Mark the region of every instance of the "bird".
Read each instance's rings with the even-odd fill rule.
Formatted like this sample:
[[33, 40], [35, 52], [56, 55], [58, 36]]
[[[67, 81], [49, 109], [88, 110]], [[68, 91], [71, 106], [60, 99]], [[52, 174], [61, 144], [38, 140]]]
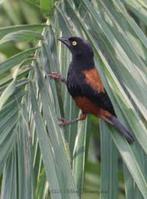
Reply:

• **EXERCISE INSTRUCTIONS**: Please restate the data with "region" swapped for "area", leaving everything else unchanged. Omit the pictures.

• **EXERCISE RESPONSE**:
Mark the area of every instance of the "bird".
Read each instance's rings with the even-odd fill rule.
Formatted like this sample:
[[33, 40], [35, 52], [56, 55], [58, 36]]
[[[67, 81], [49, 109], [88, 110]], [[68, 91], [71, 106], [60, 99]], [[52, 174], [61, 144], [38, 140]]]
Reply:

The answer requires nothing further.